_RECORDS SHOWN_:
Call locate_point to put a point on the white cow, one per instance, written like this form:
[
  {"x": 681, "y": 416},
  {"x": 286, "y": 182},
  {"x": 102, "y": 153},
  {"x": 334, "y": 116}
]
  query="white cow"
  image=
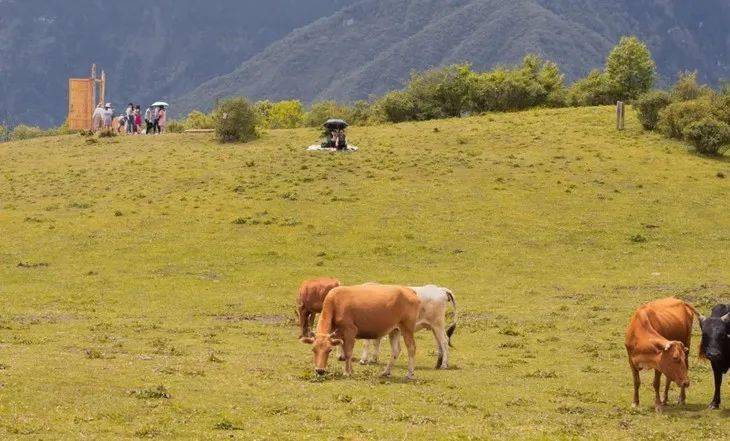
[{"x": 431, "y": 316}]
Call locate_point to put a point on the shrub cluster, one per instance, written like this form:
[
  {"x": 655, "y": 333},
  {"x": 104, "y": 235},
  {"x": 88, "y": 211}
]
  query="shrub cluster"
[
  {"x": 235, "y": 120},
  {"x": 690, "y": 112},
  {"x": 629, "y": 72}
]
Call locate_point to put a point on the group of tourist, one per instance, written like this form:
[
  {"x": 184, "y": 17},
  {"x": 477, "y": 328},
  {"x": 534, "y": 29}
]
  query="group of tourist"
[{"x": 131, "y": 120}]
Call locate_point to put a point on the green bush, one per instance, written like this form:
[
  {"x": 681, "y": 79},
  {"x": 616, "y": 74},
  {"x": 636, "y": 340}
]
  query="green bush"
[
  {"x": 321, "y": 111},
  {"x": 594, "y": 90},
  {"x": 709, "y": 135},
  {"x": 284, "y": 115},
  {"x": 440, "y": 93},
  {"x": 648, "y": 107},
  {"x": 630, "y": 68},
  {"x": 535, "y": 83},
  {"x": 174, "y": 126},
  {"x": 26, "y": 132},
  {"x": 198, "y": 120},
  {"x": 397, "y": 106},
  {"x": 235, "y": 121},
  {"x": 687, "y": 88},
  {"x": 362, "y": 113},
  {"x": 721, "y": 107},
  {"x": 674, "y": 118}
]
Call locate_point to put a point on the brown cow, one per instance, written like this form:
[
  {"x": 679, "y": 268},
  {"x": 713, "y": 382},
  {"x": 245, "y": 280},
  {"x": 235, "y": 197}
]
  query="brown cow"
[
  {"x": 658, "y": 338},
  {"x": 366, "y": 312},
  {"x": 310, "y": 300}
]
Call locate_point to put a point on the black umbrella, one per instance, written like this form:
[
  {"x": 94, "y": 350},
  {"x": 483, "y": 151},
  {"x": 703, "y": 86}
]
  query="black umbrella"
[{"x": 335, "y": 124}]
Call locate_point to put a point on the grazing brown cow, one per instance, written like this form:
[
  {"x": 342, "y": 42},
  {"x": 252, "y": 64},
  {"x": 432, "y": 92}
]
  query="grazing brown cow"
[
  {"x": 658, "y": 338},
  {"x": 311, "y": 297},
  {"x": 366, "y": 312}
]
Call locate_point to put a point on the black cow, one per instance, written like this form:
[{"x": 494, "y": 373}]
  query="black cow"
[{"x": 715, "y": 345}]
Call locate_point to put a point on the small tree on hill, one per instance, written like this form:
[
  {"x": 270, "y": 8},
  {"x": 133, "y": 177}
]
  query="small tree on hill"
[
  {"x": 235, "y": 121},
  {"x": 630, "y": 68}
]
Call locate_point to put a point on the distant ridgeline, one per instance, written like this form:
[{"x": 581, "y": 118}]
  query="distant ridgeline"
[
  {"x": 690, "y": 111},
  {"x": 374, "y": 45},
  {"x": 191, "y": 53}
]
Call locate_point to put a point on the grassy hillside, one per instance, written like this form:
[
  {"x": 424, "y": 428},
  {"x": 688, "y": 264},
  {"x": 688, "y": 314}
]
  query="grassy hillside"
[{"x": 134, "y": 263}]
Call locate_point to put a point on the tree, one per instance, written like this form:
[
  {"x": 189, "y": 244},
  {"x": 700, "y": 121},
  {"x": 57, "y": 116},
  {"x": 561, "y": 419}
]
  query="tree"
[
  {"x": 630, "y": 68},
  {"x": 286, "y": 115},
  {"x": 235, "y": 121}
]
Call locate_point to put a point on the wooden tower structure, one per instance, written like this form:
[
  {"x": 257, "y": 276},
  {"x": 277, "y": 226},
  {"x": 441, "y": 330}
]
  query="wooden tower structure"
[{"x": 83, "y": 95}]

_GIVEN PROBLEM_:
Everything from the line with "Call locate_point to put a point on the grazing" through the last line of the material above should be echoed exactly, and nothing else.

_REPLY TO THE TASK_:
Call locate_point to put a point on the grazing brown cow, one per instance, written like this form:
[
  {"x": 342, "y": 42},
  {"x": 252, "y": 64},
  {"x": 432, "y": 92}
]
  query="grazing brown cow"
[
  {"x": 658, "y": 338},
  {"x": 311, "y": 297},
  {"x": 366, "y": 312}
]
Call locate_point to put a point on the black cow, one per instance, written like this form:
[{"x": 494, "y": 373}]
  query="black cow"
[{"x": 715, "y": 345}]
Call locate_point to put a point on the small tree on hill, one per instance, written like this form:
[
  {"x": 270, "y": 8},
  {"x": 133, "y": 177}
]
  query="small tree on hill"
[
  {"x": 235, "y": 121},
  {"x": 630, "y": 68}
]
Call locate_point to put a point on the distant ridgeline, one per instance, written like this form:
[{"x": 581, "y": 118}]
  query="distant ridgeline"
[
  {"x": 690, "y": 111},
  {"x": 374, "y": 45},
  {"x": 191, "y": 53}
]
Call locate_point to put a point on the grassy hillside, one per instance, written like this form:
[
  {"x": 424, "y": 428},
  {"x": 688, "y": 264},
  {"x": 688, "y": 314}
]
  query="grassy hillside"
[{"x": 134, "y": 263}]
Call locate_point to put a point on the tree, one per instance, written like this form:
[
  {"x": 189, "y": 244},
  {"x": 700, "y": 121},
  {"x": 57, "y": 116},
  {"x": 561, "y": 419}
]
  query="tree"
[
  {"x": 630, "y": 68},
  {"x": 286, "y": 115},
  {"x": 235, "y": 121}
]
Call locate_point to put a point on the wooden tower structure, one per instance, written like this form:
[
  {"x": 257, "y": 276},
  {"x": 277, "y": 226},
  {"x": 441, "y": 330}
]
  query="wooden tower structure"
[{"x": 83, "y": 95}]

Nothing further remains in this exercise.